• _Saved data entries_
────────────────

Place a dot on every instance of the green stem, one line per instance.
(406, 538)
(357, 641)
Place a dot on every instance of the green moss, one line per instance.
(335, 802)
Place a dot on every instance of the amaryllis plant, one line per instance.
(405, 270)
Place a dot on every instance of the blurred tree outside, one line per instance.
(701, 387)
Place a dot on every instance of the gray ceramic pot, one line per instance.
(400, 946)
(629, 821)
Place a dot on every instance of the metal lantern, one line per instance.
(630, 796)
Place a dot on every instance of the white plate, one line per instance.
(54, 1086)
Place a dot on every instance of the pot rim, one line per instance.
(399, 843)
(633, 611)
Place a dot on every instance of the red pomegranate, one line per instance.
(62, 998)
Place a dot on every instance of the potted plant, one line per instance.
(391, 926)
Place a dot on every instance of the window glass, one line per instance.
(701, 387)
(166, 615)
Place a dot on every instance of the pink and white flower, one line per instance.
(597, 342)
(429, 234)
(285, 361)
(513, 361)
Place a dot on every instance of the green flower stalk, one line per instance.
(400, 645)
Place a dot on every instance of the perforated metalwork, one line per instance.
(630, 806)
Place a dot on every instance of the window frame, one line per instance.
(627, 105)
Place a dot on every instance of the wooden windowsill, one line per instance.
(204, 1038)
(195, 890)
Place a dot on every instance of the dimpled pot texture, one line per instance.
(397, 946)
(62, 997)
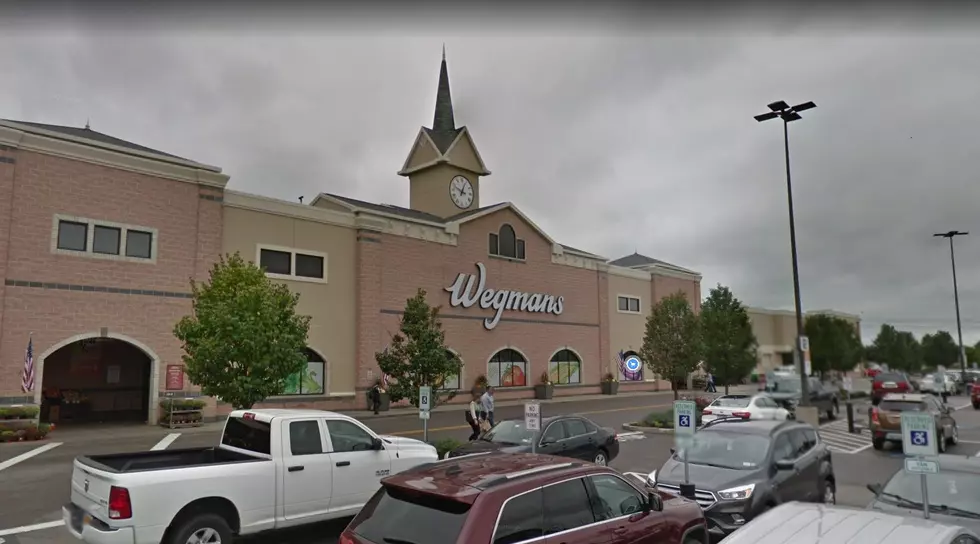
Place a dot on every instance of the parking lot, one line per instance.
(34, 476)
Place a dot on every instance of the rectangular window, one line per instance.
(105, 240)
(139, 244)
(309, 266)
(628, 304)
(276, 262)
(72, 236)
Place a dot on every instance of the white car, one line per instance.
(272, 469)
(758, 406)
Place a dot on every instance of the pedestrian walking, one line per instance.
(486, 406)
(473, 416)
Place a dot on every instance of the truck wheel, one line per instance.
(201, 529)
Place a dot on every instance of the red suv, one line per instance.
(505, 498)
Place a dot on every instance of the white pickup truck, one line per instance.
(272, 469)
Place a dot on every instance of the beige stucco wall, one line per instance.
(331, 304)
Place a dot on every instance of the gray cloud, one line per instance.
(645, 141)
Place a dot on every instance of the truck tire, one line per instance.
(207, 528)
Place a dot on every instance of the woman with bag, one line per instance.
(472, 418)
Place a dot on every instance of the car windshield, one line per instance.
(949, 491)
(509, 433)
(731, 402)
(783, 384)
(726, 449)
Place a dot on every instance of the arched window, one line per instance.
(310, 380)
(507, 368)
(630, 367)
(452, 382)
(565, 367)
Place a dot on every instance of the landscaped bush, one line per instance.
(445, 446)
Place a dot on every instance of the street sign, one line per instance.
(918, 434)
(685, 418)
(532, 416)
(915, 465)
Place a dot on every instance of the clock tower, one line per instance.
(444, 168)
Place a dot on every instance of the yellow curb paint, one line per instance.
(466, 427)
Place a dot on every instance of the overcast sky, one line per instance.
(611, 144)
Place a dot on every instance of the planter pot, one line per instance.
(544, 392)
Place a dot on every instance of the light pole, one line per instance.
(956, 295)
(782, 110)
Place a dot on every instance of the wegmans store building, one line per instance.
(100, 237)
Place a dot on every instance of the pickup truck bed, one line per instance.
(165, 459)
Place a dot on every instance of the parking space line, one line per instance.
(31, 528)
(165, 442)
(27, 455)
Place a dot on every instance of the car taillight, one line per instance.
(120, 507)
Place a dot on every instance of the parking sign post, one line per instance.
(532, 422)
(685, 422)
(425, 407)
(919, 441)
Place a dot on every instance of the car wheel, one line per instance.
(202, 529)
(601, 458)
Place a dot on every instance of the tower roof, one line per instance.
(443, 130)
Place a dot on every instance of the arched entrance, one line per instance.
(96, 380)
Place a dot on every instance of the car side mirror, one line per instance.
(785, 464)
(654, 502)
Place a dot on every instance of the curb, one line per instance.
(645, 429)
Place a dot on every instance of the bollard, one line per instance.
(687, 491)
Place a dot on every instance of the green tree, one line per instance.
(729, 343)
(940, 349)
(672, 344)
(834, 343)
(244, 337)
(418, 355)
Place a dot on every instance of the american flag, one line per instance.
(27, 380)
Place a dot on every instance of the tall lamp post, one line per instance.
(956, 294)
(782, 110)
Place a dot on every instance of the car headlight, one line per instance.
(737, 493)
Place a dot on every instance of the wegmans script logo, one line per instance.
(470, 289)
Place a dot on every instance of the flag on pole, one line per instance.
(27, 379)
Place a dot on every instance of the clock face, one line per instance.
(461, 191)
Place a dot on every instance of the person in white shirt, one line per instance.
(486, 406)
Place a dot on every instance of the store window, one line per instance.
(565, 367)
(507, 368)
(505, 243)
(309, 381)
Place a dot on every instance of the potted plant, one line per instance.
(545, 389)
(609, 384)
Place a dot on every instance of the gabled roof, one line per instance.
(90, 136)
(638, 261)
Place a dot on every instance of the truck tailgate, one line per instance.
(90, 490)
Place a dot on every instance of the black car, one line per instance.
(954, 493)
(565, 435)
(741, 468)
(786, 391)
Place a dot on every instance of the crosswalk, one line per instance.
(838, 440)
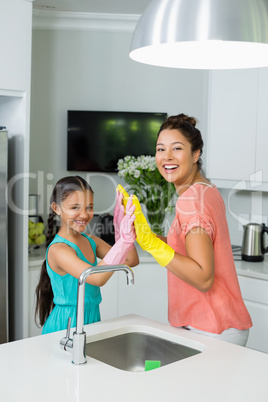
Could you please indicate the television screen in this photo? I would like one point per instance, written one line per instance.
(97, 139)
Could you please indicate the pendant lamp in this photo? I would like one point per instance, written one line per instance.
(202, 34)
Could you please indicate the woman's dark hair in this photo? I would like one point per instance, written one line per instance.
(186, 125)
(44, 294)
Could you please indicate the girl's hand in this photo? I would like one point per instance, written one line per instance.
(127, 230)
(118, 214)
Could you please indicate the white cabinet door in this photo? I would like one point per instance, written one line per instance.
(15, 33)
(148, 297)
(258, 334)
(232, 121)
(108, 306)
(262, 127)
(33, 279)
(255, 295)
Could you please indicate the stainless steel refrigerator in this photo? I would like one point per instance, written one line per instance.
(3, 239)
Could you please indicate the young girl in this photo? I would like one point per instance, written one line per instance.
(203, 289)
(71, 251)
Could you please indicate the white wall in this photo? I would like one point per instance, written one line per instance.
(90, 69)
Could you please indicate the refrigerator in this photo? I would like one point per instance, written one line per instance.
(3, 238)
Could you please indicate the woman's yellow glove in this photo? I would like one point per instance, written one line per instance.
(148, 241)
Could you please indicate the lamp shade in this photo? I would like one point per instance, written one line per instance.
(203, 34)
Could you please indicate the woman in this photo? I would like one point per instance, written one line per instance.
(203, 289)
(71, 251)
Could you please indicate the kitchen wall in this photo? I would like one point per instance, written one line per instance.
(90, 69)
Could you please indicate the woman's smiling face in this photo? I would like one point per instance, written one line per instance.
(174, 158)
(76, 211)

────────────────

• _DIRECTIONS_
Beginning at the line that contains "Place a dot on every instance of the crosswalk, one", give the remaining lines of the records again exactly, through the last one. Leave out pictures.

• _RESULT BELOW_
Place a dot on every instance of the crosswalk, one line per instance.
(838, 440)
Could you please indicate the television screen in this photo? I would like one point per instance, written one line per instance.
(97, 139)
Could you please indicate the pendant lamp in this photo? I would like one point per instance, written one line per instance.
(202, 34)
Could you please indicate the woman's dark hair in this photo? I would like one point per instance, written one line per instance.
(186, 125)
(44, 294)
Could you please indicate the girl's hand in this photo? I would like one point per instance, written one line per instance.
(127, 230)
(118, 214)
Could you please indicate the white cabinet door in this photo? I would like one point per instance, written one line per instance.
(15, 33)
(148, 297)
(258, 334)
(232, 121)
(108, 306)
(262, 127)
(33, 279)
(255, 295)
Could you please indicate the stainless steel refrigerator in this photo? I would like one point per instance, written one line per instance.
(3, 239)
Could you please indicate the young girl in this photo? I would like one point per instance, written one line per instance.
(203, 289)
(71, 251)
Could you please indicate the white wall in this photo? I would like one point per instance, written one line per instance.
(90, 69)
Could you please indicate the refrigerator in this photo? I would like one point per instance, written one line per instance.
(3, 238)
Could you please indicate the woman's yellow glove in this photo? I would like one point per instance, written one line per instance.
(148, 241)
Could you please indicate the lamp shade in this photo? I would like one point per instance, written one line per instance.
(203, 34)
Could you please indicate the woman in this photo? I would like one point per instance, written one line per instance.
(203, 289)
(71, 251)
Could you please indicate the kitchen wall in this photo? I would like one point per instance, written one line per instance.
(90, 69)
Could you please indicate the woman's smiling face in this photo? I would like one point per instance, written one line per instance.
(174, 158)
(76, 211)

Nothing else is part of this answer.